● TEXT PROVIDED:
# John Rosemond's Bill of Rights for Children :)



## cris (Aug 30, 2010)

Hello my brothers and sisters
I came across this guy, John Rosemond. It looks like there are not threads about him here.
No sure whether he is a Christian (it looks like he claims he is), in any case, he seems to advocate a traditional way of raising children:


Because it is the most character-building, two-letter word in the English language, children have the right to hear their parents say "No" at least three times a day.
............................................ 
Children have the right to find out early in their lives that their parents don't exist to make them happy, but to offer them the opportunity to learn the skills they will need to eventually make themselves happy.
............................................ 
Children have a right to scream all they want over the decisions their parents make, albeit their parents have the right to confine said screaming to certain areas of their homes.
............................................ 
Children have the right to find out early that their parents care deeply for them but don't give a hoot what their children think about them at any given moment in time.
............................................ 
Because it is the truth, the whole truth, and nothing but the truth, children have the right to hear their parents say "Because I said so" on a regular and frequent basis.
............................................ 
Because it is the most character-building activity a child can engage in, children have the right to share significantly in the doing of household chores.
............................................ 
Every child has the right to discover early in life that he isn't the center of the universe (or his family or his parents' lives), that he isn't a big fish in a small pond, and that he isn't the Second Coming, so as to prevent him from becoming an insufferable brat.

● WHAT THIS EXERCISE ASKS:
(1) Reproduce the part of the forum post on John Rosemond's Bill of Rights for Children that opens with the words containing "Because it is the most character-building, two-letter" and closes with "make themselves happy.".
(2) In the listing, switch "wreckage" to "debris" in the part that opens with the line containing "man in blue jacket --> bounding box" and closes with the line containing "photographer in background --> bounding box", leaving everything else unchanged. Give only those lines.

● EXTRACTED RECORDS:
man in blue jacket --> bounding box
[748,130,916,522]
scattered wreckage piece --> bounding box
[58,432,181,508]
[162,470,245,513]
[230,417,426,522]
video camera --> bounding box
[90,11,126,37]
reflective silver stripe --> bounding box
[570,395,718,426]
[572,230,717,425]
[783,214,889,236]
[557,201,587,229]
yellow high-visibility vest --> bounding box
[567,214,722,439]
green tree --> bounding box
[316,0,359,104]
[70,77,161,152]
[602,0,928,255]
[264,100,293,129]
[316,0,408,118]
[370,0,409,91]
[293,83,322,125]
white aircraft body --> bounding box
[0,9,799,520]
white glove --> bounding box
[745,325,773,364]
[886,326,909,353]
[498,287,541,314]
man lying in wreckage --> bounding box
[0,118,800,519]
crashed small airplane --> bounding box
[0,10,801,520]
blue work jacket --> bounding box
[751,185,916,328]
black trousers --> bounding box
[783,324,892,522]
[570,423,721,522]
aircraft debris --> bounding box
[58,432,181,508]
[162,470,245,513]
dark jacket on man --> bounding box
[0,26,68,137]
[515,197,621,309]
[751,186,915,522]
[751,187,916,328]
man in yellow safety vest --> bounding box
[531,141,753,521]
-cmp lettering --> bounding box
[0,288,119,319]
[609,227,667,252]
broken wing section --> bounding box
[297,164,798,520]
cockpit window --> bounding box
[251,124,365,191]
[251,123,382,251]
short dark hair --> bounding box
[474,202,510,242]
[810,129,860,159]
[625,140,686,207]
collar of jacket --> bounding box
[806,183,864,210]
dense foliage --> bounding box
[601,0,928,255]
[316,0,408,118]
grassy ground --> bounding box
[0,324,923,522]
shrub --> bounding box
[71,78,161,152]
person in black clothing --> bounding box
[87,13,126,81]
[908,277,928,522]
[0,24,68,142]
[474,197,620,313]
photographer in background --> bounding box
==
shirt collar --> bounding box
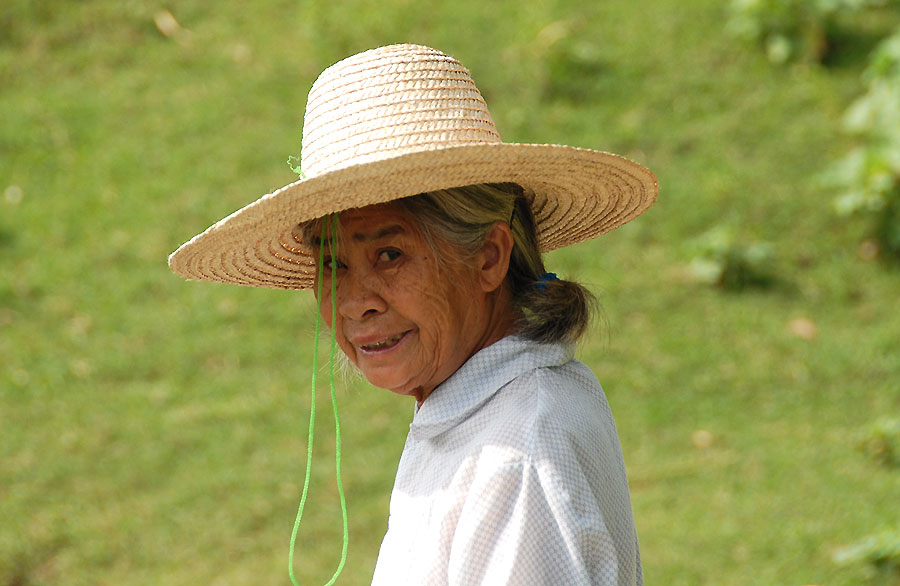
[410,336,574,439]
...
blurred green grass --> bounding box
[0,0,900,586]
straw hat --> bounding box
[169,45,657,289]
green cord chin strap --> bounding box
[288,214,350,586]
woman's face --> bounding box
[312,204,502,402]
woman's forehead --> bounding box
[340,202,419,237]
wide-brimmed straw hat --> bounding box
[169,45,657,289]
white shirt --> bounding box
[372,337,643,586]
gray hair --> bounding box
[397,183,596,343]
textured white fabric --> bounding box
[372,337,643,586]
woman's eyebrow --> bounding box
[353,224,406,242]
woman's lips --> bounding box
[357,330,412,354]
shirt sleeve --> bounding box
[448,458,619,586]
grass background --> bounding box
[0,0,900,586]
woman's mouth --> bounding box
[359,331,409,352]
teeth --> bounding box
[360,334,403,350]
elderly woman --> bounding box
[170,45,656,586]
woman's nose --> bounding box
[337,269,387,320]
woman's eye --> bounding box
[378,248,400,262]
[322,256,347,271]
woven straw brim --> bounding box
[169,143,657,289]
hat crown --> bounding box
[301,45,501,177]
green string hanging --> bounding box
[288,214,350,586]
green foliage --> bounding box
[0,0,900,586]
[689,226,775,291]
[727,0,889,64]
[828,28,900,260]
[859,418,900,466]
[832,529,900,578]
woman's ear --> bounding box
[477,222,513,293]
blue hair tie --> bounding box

● THE RESULTS:
(1)
Because it is the most character-building, two-letter word in the English language, children have the right to hear their parents say "No" at least three times a day.
............................................ 
Children have the right to find out early in their lives that their parents don't exist to make them happy, but to offer them the opportunity to learn the skills they will need to eventually make themselves happy.

(2)
man in blue jacket --> bounding box
[748,130,916,522]
scattered debris piece --> bounding box
[58,432,181,508]
[162,470,245,513]
[230,417,426,522]
video camera --> bounding box
[90,11,126,37]
reflective silver stripe --> bounding box
[570,395,718,426]
[572,230,717,425]
[783,214,889,236]
[557,201,587,229]
yellow high-visibility vest --> bounding box
[567,214,722,439]
green tree --> bounding box
[316,0,359,104]
[70,77,161,152]
[602,0,928,255]
[264,100,293,129]
[316,0,408,118]
[370,0,409,91]
[293,83,322,125]
white aircraft body --> bounding box
[0,9,799,520]
white glove --> bounding box
[745,325,773,364]
[886,326,909,353]
[498,287,541,314]
man lying in debris --> bounding box
[0,118,800,519]
crashed small airplane --> bounding box
[0,10,801,520]
blue work jacket --> bounding box
[751,185,916,328]
black trousers --> bounding box
[783,324,892,522]
[570,423,721,522]
aircraft debris --> bounding box
[58,432,181,508]
[162,470,245,513]
dark jacket on man --> bounding box
[0,26,68,137]
[515,197,621,309]
[751,186,915,522]
[751,187,916,328]
man in yellow safety vest --> bounding box
[531,141,753,521]
-cmp lettering --> bounding box
[0,288,119,319]
[609,227,667,252]
broken wing section --> bounding box
[297,164,798,520]
cockpit window --> bounding box
[251,124,365,191]
[251,123,382,251]
short dark hair --> bounding box
[474,202,510,242]
[810,129,860,159]
[625,140,686,207]
collar of jacket --> bounding box
[806,183,864,210]
dense foliage --> bounding box
[601,0,928,255]
[316,0,408,118]
grassy ground --> bounding box
[0,324,923,522]
shrub --> bounding box
[71,78,161,152]
person in black clothing --> bounding box
[87,13,126,81]
[908,277,928,522]
[0,24,68,142]
[474,197,620,313]
photographer in background --> bounding box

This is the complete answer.